Tareas:
1. ¿Coinciden con el texto sobre las emociones en la reproducción asistida estas afirmaciones? Responde sí o no a cada una y cita textualmente las palabras del texto que lo deciden. (a) Quien escribe dice que la psicología es su especialidad. (b) El texto sostiene que hay una única opción correcta entre contar el proceso o mantenerlo en privado. (c) Algunas mujeres llegan a compartir su experiencia en blogs y redes sociales.
2. Retoma el texto sobre las emociones en la reproducción asistida a partir de su última oración.

Texto de lectura:
*-*-*

La psicología no es mi especialidad, pero todos los médicos deberíamos desarrollar la faceta psicológica en nuestra relación con los pacientes. Yo siempre lo intento y, quizás por ello, muchas pacientes, a lo largo de los años, me han transmitido el vaivén emocional que experimentan mientras están inmersas en el –a menudo prolongado– camino hacia la maternidad, cuando éste se realiza con el apoyo de técnicas de reproducción asistida.
Son las emociones un intangible que, de manera comprensible, está sujeto a la gestión que cada persona hace del mismo. En consecuencia, hay mujeres y hombres que pueden lidiar con esas emociones durante el tratamiento de reproducción asistida de una forma más menos constructiva; otras, sin embargo, se ven condicionadas por el efecto que ese proceso genera en su relación con el entorno (afectivo, social, laboral).
Esta realidad, además, se puede ver potenciada o mitigada en base a la posibilidad de exteriorizar el proceso –tanto en su aspecto clínico como emocional– que la pareja, o la persona, está viviendo. Hablar sobre lo que estamos experimentando es, desde una perspectiva psicológica, algo positivo. Pero, más allá de ese círculo de confianza con el que se pueden compartir las experiencias, cabe preguntarse si es mejor, o no, abordar todo el proceso con más transparencia hacia el exterior: reconocer que tenemos alguna dificultad para concebir, que estamos recibiendo apoyo médico, que confiamos en que todo terminará felizmente… O, por el contrario, llevarlo con discreción, acotar la transparencia a nuestro círculo más íntimo, optar por la privacidad. Lo cierto es que no existe una opción correcta, una posibilidad única y acertada. Aquí todo es relativo y cada situación resulta compleja en sí misma.
Contarlo, no contarlo…
Hay mujeres que optan por exteriorizar, de manera razonable, lo que están viviendo (no se trata de ir con un cartel al cuello que diga “estoy en tratamiento de reproducción”), transmitiendo sus temores e ilusiones, sus altibajos, decepciones o estados de euforia: sobrellevan esa realidad con “naturalidad” –compartiéndola, incluso, en blogs y redes sociales– reduciendo la presión y evitando situaciones comprometidas en su cotidianeidad.

*-*-*

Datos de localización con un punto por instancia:
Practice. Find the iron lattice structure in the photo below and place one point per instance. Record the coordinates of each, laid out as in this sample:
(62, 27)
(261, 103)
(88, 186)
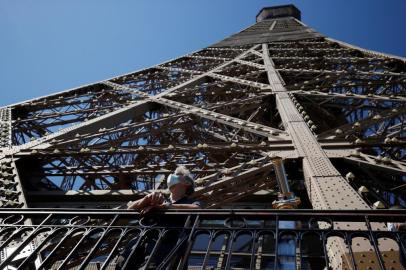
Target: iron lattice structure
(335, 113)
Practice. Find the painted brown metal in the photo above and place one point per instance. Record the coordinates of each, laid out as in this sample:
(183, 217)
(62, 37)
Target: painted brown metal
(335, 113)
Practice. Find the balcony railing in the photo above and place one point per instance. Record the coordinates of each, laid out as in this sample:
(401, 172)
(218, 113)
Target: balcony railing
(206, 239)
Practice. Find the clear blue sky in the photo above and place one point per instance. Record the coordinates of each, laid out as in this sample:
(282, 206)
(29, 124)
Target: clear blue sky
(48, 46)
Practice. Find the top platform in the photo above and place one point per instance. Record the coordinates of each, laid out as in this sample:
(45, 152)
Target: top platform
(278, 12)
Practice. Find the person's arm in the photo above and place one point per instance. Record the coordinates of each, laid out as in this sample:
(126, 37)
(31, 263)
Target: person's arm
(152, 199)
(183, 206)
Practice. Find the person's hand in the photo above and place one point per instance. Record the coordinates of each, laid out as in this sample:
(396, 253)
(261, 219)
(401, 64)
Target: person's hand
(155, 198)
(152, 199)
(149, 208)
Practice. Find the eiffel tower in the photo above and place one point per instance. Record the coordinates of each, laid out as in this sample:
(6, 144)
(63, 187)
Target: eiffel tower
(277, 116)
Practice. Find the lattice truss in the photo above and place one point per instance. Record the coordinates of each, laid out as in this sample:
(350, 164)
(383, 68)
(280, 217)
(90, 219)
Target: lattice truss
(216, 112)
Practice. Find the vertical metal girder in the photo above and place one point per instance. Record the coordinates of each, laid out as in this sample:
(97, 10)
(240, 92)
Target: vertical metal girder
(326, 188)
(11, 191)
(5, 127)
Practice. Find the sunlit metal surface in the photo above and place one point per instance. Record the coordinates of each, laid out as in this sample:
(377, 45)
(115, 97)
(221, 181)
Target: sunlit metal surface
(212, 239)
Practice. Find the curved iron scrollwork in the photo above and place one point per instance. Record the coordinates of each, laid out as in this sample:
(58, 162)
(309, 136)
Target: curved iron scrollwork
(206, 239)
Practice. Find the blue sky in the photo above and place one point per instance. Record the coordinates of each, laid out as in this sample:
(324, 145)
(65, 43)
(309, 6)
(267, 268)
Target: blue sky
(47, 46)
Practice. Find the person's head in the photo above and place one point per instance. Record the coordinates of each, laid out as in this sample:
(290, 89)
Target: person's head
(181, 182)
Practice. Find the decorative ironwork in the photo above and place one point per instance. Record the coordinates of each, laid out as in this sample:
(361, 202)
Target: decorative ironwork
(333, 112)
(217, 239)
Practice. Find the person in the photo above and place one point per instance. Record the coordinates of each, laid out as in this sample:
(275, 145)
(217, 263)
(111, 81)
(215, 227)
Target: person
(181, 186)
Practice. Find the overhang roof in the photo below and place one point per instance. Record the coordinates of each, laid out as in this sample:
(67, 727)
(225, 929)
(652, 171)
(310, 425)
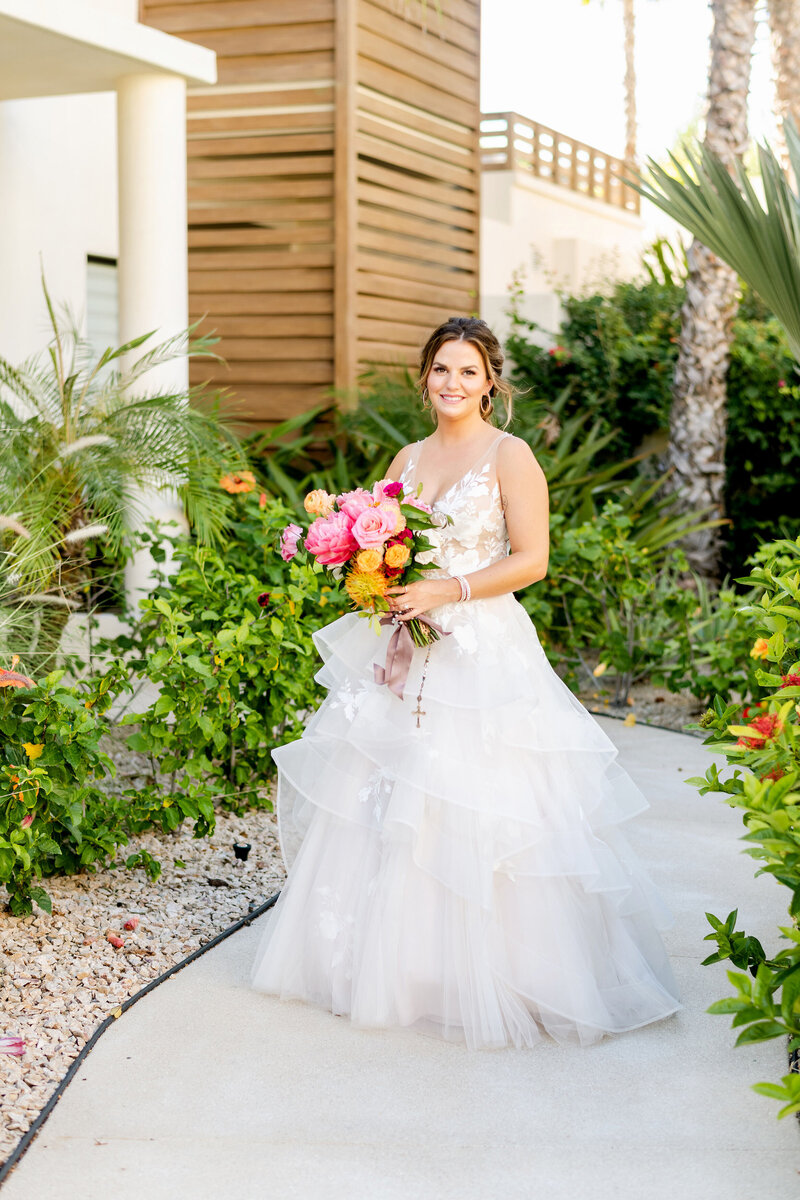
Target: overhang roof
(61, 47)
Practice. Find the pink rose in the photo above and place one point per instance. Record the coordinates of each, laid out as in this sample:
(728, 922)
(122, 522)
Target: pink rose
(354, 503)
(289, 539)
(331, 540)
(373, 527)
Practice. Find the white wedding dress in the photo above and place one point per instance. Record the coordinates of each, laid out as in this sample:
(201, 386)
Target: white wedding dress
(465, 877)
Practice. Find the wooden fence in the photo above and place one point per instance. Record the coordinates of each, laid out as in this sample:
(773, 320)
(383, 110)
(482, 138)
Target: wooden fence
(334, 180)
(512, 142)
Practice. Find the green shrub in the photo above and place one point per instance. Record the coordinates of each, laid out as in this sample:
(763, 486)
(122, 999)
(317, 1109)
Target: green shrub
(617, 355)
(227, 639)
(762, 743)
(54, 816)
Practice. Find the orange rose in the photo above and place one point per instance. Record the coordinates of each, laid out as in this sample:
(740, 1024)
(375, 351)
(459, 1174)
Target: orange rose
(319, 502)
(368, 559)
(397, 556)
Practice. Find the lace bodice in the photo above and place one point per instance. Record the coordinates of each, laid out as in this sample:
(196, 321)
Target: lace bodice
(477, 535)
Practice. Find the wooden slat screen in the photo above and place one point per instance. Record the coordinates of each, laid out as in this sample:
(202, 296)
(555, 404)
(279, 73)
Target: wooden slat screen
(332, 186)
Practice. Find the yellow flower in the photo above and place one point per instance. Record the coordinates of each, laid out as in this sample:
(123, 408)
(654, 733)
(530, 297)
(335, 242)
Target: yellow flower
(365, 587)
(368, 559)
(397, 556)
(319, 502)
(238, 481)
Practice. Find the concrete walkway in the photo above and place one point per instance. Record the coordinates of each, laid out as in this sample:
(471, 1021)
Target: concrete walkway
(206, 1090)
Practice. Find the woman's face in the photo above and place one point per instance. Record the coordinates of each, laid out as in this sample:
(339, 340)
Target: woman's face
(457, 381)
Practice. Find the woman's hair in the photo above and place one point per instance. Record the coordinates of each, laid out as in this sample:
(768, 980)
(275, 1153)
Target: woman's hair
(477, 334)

*-*-*

Respuestas:
1.
(a) No: "La psicología no es mi especialidad".
(b) No: "no existe una opción correcta, una posibilidad única y acertada".
(c) Sí: "compartiéndola, incluso, en blogs y redes sociales".

2.
Otras mujeres (y hombres) reconocen que aún sufren más si exteriorizan sus sentimientos porque no encuentran la empatía ni la sensibilidad que cabe esperar de nuestros interlocutores –incluso en el propio entorno familiar o de amistades– respecto al “problema”. Empezando porque mucha gente que no sabe qué implica, exactamente, tener dificultades para lograr un embarazo o llevarlo a término, porque nunca han tenido ese problema, piensan que es algo casi intrascendente al no tratarse de una “enfermedad”, lo que nos lleva a escuchar todo tipo de frases inoportunas (cuando no, groseras) del tipo “tranquila, relájate, no te obsesiones”, “¿y vosotros para cuándo?”, “pues mi vecina estuvo casi tres años y al final…”, “¿te has planteado la adopción?”, etc. Por no hablar de esas situaciones en las que sólo se habla de niños, de embarazos, de pañales y biberones.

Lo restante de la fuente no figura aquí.